The simulations show that idealized global forestation and deforestation substantially adjust large-scale circulation, thereby modulating remote climate beyond local thermodynamic effects. Forestation warms the globe and particularly NH extratropical land, weakens and shifts NH midlatitude westerlies poleward, and slows and shallows the AMOC, producing a North Atlantic warming hole and poleward-shifted storm tracks. Deforestation induces broadly opposite but stronger responses due to amplified snow–ice–albedo feedbacks: global cooling, stronger NH westerlies, equatorward SH jet shifts, a strengthened and deepened AMOC, and a southward-shifted ITCZ with compensating Hadley cell changes. These circulation adjustments explain widespread changes in precipitation, clouds, winds, and temperature patterns, including Euro-Mediterranean drying under forestation and tropical rainfall latitudinal shifts. The results underscore that large-scale land-cover interventions can trigger ocean circulation responses, especially in the Atlantic, which in turn feedback on atmospheric circulation. Consequently, planning of forestation strategies must account for remote impacts mediated by atmosphere–ocean coupling, not solely local carbon and energy-balance effects.

The study demonstrates that large, idealized changes in global forest cover can substantially reorganize atmospheric and ocean circulation: forestation yields global warming, weaker and poleward-shifted NH midlatitude circulation, and a slowed AMOC, while deforestation produces opposite, stronger responses and a southward-shifted ITCZ with seasonally varying Hadley cell adjustments. These dynamics lead to significant remote impacts on precipitation, cloudiness, and winds across ocean basins and continents. Given proposals for massive tree planting, such biogeophysical and dynamical consequences must be integrated into policy and project design. Future research should assess these mechanisms with more realistic, regional and global forestation scenarios, transient future climates, inclusion of biogeochemical feedbacks, multi-model ensembles to quantify inter-model spread, and refined process studies of AMOC sensitivity (e.g., deep-water formation regions, air–sea fluxes, mesoscale storms, and gyre dynamics).

▶ Stored data
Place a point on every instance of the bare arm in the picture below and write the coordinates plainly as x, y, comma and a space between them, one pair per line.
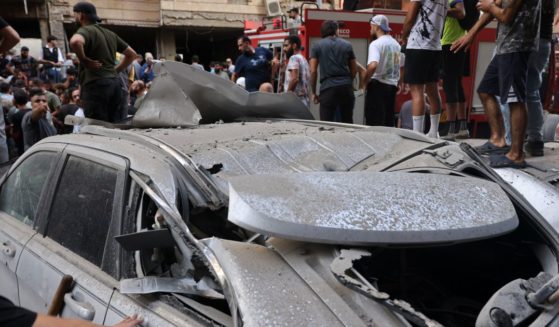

▶ Problems to solve
(a) In the passage on forest cover and circulation, what makes the responses to deforestation stronger than those to forestation?
(b) Rewrite the paragraph of the passage on forest cover and circulation that begins "The study demonstrates" as a short bulleted list that keeps its main facts.
(c) Write a continuation of the passage on forest cover and circulation, starting right after its final sentence.

▶ Solved tasks
(a) Amplified snow–ice–albedo feedbacks.

(b)
- Large, idealized changes in global forest cover can substantially reorganize atmospheric and ocean circulation.
- Forestation causes global warming, weaker and poleward-shifted NH midlatitude circulation, and a slowed AMOC.
- Deforestation produces opposite and stronger responses, including a southward-shifted ITCZ with seasonally varying Hadley cell adjustments.
- These dynamics have significant remote effects on precipitation, cloudiness, and winds across ocean basins and continents.
- Because of proposals for massive tree planting, these biogeophysical and dynamical consequences must be built into policy and project design.
- Future research should use more realistic regional and global forestation scenarios, transient future climates, biogeochemical feedbacks, and multi-model ensembles to measure inter-model spread. It should also include refined process studies of AMOC sensitivity, such as deep-water formation regions, air–sea fluxes, mesoscale storms, and gyre dynamics.

(c)
• Idealized scenarios (near-complete global forestation or deforestation) are not realistic deployment pathways but used to isolate mechanisms; extrapolation to partial or regional forestation requires caution. - CO2 is held fixed; biogeochemical feedbacks from carbon cycle changes are not included, so total climate impacts (thermodynamic plus biogeochemical) are not represented. - Despite 300-year integrations and excluding the first 50 years, full equilibrium is not reached (residual radiative imbalances), and deep-ocean adjustments continue. - Results are model- and parameterization-dependent; prior multi-model studies show substantial inter-model spread in temperature responses to land-use change, implying potential variability in circulation responses. - Spatial resolution and specific land-surface parameterizations may influence regional circulation, cloud, and air–sea flux responses. - Statistical significance is assessed on annual/seasonal means; some diagnostics (e.g., E-vector divergence) exhibit patchiness and limited significance in places.